● Tasks to carry out:
1 > Answer the following questions using the Financial Mail column on the deputy president's medical trips, one answer per line.
(a) To which country does Mabuza travel for medical treatment?
(b) To which city does Muhammadu Buhari fly for medical attention?
(c) To which country did Robert Mugabe fly every year?
2 > Extract, without alteration, the portion of the Financial Mail column on the deputy president's medical trips that begins at the words "- @justicemal­ala" and stops after the words "thinking about it.".
3 > Write the next part of the Financial Mail column on the deputy president's medical trips, continuing in its voice from its final sentence.

● Exercise passage:
▼
Financial Mail

DARKLY PROPHETIC

The signal Mabuza is sending is clear: he doesn’t trust or care about his own country’s facilities

- @justicemal­ala

What does it say about your country when the deputy president, suffering from some or other ailment, rushes off to get treatment in foreign climes? What are we to make of David “DD”

Mabuza, the deputy president of our fine republic, and his frequent trips to Russia for medical treatment?

I will tell you what we should make of it. There is something so offensive and so darkly prophetic about Mabuza’s health holidays to Russia one feels nauseated just thinking about it.

The whole thing is offensive because he just needs to call any one of our fine hospitals and he would be helped — without the huge bills to him personally and to the state. Prophetic, because Mabuza is telling us something profound about our future: there isn’t one unless we can stop people like him from hollowing out our institutio­ns, neglecting our facilities and creating a sense that excellence is only found elsewhere.

He is sending us all a signal. The same depressing signal that Nigerian President Muhammadu Buhari sends his compatriot­s when he flies to London every few months for medical attention. The same signal that Robert Mugabe used to send his compatriot­s when he flew to Singapore every year for those Botox injections and other stimulants.
▲
● Dataset entries:
▼
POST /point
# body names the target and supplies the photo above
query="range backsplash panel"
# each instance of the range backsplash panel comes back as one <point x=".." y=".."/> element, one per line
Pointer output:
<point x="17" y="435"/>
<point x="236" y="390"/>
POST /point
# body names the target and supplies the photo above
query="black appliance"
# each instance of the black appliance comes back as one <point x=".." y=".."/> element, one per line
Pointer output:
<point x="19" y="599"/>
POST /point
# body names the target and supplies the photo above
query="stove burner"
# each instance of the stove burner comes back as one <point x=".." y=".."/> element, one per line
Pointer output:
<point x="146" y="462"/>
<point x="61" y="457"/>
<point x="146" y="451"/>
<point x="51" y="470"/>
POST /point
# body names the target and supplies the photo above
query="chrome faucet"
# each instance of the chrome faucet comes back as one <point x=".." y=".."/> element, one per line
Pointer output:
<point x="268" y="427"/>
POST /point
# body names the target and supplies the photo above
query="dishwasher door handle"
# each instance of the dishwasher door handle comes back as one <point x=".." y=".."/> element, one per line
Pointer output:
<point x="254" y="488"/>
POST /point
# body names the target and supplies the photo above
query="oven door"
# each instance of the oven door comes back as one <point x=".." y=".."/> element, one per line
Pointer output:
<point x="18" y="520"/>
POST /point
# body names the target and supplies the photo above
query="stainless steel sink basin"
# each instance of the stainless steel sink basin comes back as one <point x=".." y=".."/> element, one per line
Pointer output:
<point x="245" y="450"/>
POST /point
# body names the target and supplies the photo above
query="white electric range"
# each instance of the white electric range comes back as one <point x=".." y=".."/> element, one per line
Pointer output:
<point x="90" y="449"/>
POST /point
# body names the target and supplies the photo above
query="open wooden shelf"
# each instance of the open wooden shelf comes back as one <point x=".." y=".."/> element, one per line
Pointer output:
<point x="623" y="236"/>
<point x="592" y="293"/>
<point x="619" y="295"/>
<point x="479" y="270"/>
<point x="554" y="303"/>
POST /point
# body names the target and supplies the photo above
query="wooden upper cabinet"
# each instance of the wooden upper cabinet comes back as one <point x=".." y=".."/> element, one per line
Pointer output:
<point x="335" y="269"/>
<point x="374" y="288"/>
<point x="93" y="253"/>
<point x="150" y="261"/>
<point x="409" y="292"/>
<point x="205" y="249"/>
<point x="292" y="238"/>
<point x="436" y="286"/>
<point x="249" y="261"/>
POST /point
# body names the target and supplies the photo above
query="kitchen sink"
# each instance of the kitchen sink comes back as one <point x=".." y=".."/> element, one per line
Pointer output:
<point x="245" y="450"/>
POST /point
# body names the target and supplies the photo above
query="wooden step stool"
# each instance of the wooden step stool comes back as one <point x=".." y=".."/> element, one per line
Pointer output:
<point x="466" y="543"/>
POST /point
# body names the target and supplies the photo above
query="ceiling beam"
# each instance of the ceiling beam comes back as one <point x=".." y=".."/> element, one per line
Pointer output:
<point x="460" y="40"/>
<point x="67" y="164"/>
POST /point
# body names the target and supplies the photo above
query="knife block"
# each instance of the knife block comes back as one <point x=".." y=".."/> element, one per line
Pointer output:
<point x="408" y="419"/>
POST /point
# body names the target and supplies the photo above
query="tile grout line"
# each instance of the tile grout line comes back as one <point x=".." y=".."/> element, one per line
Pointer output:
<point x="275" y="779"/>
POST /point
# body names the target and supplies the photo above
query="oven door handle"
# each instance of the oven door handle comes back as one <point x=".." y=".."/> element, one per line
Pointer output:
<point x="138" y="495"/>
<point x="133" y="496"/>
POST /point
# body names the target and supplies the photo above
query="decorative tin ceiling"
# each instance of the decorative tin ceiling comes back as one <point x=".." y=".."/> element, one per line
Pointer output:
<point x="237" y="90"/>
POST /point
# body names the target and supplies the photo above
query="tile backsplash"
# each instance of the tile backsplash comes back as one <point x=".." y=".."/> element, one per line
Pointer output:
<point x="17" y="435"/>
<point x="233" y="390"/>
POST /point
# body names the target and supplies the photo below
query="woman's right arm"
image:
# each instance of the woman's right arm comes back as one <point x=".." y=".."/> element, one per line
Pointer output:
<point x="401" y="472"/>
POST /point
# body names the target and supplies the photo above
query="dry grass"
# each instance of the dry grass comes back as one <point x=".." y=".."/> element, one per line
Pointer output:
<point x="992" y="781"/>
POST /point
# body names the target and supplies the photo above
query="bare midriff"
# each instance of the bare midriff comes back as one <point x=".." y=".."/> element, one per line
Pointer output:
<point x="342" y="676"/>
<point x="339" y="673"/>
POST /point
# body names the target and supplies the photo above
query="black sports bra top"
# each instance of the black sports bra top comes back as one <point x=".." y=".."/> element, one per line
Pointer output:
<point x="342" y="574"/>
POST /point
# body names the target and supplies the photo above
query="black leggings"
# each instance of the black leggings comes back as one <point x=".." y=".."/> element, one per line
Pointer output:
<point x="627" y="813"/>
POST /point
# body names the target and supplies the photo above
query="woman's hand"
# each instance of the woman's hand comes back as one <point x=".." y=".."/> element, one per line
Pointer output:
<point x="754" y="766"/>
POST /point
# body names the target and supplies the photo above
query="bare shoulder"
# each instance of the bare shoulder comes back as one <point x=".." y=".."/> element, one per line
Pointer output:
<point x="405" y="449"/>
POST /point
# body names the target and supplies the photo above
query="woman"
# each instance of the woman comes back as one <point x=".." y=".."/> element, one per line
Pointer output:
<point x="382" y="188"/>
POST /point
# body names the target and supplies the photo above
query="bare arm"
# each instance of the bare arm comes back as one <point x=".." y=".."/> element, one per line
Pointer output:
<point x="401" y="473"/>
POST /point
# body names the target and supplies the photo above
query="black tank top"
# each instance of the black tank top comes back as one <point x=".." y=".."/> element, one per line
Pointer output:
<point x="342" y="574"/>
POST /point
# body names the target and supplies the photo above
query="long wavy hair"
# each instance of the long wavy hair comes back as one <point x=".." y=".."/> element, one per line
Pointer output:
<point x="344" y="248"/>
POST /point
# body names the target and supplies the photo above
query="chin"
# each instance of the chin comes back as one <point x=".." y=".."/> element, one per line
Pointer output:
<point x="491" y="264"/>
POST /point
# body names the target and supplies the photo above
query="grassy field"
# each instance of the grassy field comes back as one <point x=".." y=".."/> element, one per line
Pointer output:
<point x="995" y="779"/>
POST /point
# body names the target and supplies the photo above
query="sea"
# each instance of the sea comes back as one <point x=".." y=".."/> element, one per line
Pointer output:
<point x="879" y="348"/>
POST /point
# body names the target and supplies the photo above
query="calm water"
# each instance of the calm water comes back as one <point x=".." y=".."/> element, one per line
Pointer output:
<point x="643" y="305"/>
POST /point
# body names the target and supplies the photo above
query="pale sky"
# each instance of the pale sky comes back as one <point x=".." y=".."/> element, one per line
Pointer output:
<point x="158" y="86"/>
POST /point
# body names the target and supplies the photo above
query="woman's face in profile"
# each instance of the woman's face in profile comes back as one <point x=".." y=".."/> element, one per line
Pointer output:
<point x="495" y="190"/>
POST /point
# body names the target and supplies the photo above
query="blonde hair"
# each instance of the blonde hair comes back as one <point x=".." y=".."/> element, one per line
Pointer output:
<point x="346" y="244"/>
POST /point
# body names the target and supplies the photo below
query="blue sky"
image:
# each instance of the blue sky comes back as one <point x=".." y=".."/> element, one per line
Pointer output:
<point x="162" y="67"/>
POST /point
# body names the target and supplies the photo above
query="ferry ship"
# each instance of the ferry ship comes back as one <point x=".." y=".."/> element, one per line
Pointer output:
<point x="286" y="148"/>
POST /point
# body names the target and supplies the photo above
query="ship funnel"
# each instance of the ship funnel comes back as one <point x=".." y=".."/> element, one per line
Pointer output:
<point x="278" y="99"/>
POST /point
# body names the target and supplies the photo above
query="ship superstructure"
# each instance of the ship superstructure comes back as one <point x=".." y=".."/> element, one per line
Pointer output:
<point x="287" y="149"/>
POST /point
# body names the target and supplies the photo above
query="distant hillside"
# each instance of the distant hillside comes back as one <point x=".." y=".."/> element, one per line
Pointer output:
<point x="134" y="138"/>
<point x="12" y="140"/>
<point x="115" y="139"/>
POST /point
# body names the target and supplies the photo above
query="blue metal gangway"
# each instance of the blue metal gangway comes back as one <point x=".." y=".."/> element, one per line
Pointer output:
▲
● Answers to the problems:
1 >
(a) Russia
(b) London
(c) Singapore

2 >
- @justicemal­ala

What does it say about your country when the deputy president, suffering from some or other ailment, rushes off to get treatment in foreign climes? What are we to make of David “DD”

Mabuza, the deputy president of our fine republic, and his frequent trips to Russia for medical treatment?

I will tell you what we should make of it. There is something so offensive and so darkly prophetic about Mabuza’s health holidays to Russia one feels nauseated just thinking about it.

3 >
Mabuza is sending us the same message that his former best friend Jacob Zuma sent us when he rushed off to Russia to seek treatment after allegedly being poisoned. Zuma has in the past claimed he was poisoned because he led SA into Brics. Other reports have said he alleged that an estranged wife had put a bit of poison in his soup. A former jailbird claimed that political opponents put poison on his ox liver.

Ho hum. Who knows with Zuma? Anyway, away he flew to Putinland and then proclaimed a miraculous recovery.

It’s all rubbish. Listen to Mabuza, for example. He came back from his sojourn to Russia last week and told us that he had gone to that country because doctors there “understood” his ailment as they had been treating him for a long period.

He told News24: “When I was critically ill, unable to walk, I was presented to the hospital in Russia. They treated me and have all my medical records, so they know what might be the problem in the future.”

Oh really now. There are no facilities in SA to treat our own deputy president? Did Nelson Mandela have to travel to Russia or London or Washington for treatment?

The signal Mabuza is sending is clear: he doesn’t trust or care about his own country’s facilities.

What’s worse is that every week there is some horrific story coming out of a government hospital somewhere in SA. Mabuza, who wants to be president one day, should install himself at Steve Biko or Baragwanat­h or any one of our top hospitals and sample their wares. He would be surprised by how amazing, hard-working, dedicated and learned some of our doctors, nurses and medical staff are. He would be appalled by how horrific the conditions they have to work under can be.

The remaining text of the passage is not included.